━━━━━ PROVIDED ENTRIES

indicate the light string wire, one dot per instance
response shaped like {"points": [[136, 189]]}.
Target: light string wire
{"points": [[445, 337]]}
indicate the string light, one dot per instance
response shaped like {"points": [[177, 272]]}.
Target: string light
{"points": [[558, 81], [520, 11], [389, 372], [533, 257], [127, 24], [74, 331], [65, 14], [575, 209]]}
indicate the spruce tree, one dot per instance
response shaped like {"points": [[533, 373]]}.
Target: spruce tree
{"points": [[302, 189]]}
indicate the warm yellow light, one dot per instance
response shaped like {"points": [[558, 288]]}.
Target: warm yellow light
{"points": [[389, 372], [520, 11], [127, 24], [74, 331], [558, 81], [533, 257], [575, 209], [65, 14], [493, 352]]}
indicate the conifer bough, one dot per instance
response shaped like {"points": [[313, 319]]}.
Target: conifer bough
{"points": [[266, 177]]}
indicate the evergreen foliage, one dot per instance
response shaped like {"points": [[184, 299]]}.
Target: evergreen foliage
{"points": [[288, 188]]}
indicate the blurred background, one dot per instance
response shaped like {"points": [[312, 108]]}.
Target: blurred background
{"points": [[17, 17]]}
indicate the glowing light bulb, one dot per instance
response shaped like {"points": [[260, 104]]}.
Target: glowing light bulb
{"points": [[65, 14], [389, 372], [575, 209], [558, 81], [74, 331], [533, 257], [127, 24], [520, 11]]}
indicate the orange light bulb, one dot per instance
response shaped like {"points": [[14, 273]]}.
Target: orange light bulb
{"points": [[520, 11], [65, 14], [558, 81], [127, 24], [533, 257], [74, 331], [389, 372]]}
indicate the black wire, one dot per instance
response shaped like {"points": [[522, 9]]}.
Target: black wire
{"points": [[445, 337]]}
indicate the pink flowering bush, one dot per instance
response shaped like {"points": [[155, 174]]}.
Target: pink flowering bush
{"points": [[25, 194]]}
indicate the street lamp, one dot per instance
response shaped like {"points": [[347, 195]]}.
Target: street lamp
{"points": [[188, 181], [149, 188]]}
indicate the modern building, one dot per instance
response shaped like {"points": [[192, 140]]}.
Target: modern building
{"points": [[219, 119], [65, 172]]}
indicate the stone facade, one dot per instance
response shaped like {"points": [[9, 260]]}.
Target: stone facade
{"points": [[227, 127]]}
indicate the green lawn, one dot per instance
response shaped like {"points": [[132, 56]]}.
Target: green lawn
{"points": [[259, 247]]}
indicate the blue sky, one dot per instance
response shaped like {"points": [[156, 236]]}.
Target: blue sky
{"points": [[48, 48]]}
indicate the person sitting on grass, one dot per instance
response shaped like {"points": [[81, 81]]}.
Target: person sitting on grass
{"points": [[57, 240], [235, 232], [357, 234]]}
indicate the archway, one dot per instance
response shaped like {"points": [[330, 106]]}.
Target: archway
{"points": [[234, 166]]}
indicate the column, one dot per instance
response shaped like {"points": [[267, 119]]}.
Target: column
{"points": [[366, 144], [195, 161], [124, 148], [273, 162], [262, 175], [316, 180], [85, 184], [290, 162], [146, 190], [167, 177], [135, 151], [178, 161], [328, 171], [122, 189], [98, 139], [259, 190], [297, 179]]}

━━━━━━━━━━

→ **WHAT TO PRODUCE**:
Reproduce the whole listing verbatim.

→ **REPLY**:
indicate the light string wire, one dot per instance
response shaped like {"points": [[136, 189]]}.
Target: light string wire
{"points": [[445, 337]]}
indicate the string light, one dot per instance
response shaped like {"points": [[177, 272]]}.
Target: string light
{"points": [[558, 81], [520, 11], [389, 372], [533, 257], [127, 24], [74, 331], [65, 14], [575, 209]]}
indicate the spruce tree, one dot per instance
response shaped like {"points": [[533, 373]]}.
Target: spruce tree
{"points": [[302, 189]]}
indicate the warm yellow light, one dot per instance
response shaped like {"points": [[558, 288]]}.
Target: warm yellow light
{"points": [[389, 372], [520, 11], [127, 24], [74, 331], [558, 81], [533, 257], [575, 209], [65, 14], [493, 352]]}
indicate the conifer bough, one dot per instance
response shaped like {"points": [[313, 319]]}.
Target: conifer bough
{"points": [[266, 177]]}
indicate the evergreen foliage, one dot per instance
response shaped like {"points": [[184, 299]]}.
Target: evergreen foliage
{"points": [[288, 188]]}
indicate the blurred background, one dot per instance
response shaped like {"points": [[312, 108]]}.
Target: blurred background
{"points": [[17, 17]]}
indicate the glowing light bulb, one dot per instance
response shaped like {"points": [[260, 104]]}.
Target: glowing light bulb
{"points": [[65, 14], [389, 372], [575, 209], [558, 81], [74, 331], [533, 257], [127, 24], [520, 11]]}
indicate the orange light bulb, one dot per instance
response shaped like {"points": [[14, 273]]}.
Target: orange light bulb
{"points": [[520, 11], [65, 14], [558, 81], [127, 24], [533, 257], [74, 331], [389, 372]]}
indicate the black wire, one dot per instance
response shaped like {"points": [[522, 9]]}.
Target: black wire
{"points": [[445, 337]]}
indicate the pink flowering bush, one dot per instance
response shaped like {"points": [[155, 174]]}.
Target: pink flowering bush
{"points": [[25, 194]]}
indicate the street lamp, one dot per instance
response shaped like {"points": [[347, 195]]}.
Target: street lamp
{"points": [[188, 181], [149, 188]]}
indicate the modern building, one dot per instance
response shaped like {"points": [[192, 140]]}.
Target: modern building
{"points": [[219, 119], [65, 172]]}
indicate the stone facade, one dot per instance
response shaped like {"points": [[9, 260]]}.
Target: stone facade
{"points": [[227, 127]]}
indicate the green lawn, one dot per instance
response shaped like {"points": [[132, 56]]}.
Target: green lawn
{"points": [[259, 247]]}
indicate the blue sky, one dot per instance
response shaped like {"points": [[156, 236]]}.
Target: blue sky
{"points": [[48, 48]]}
indicate the person sitting on grass, one dot per instance
response shaped like {"points": [[81, 81]]}.
Target: person sitting on grass
{"points": [[57, 240], [235, 232], [357, 234]]}
indicate the archway, one dot per instance
response shaped like {"points": [[330, 106]]}.
Target: archway
{"points": [[234, 166]]}
indicate the column, one dot per instance
response shaped like {"points": [[267, 119]]}.
Target: column
{"points": [[366, 144], [195, 161], [124, 148], [273, 162], [262, 175], [316, 180], [85, 184], [290, 162], [146, 190], [167, 177], [135, 151], [178, 161], [328, 171], [122, 189], [98, 139], [259, 190], [297, 179]]}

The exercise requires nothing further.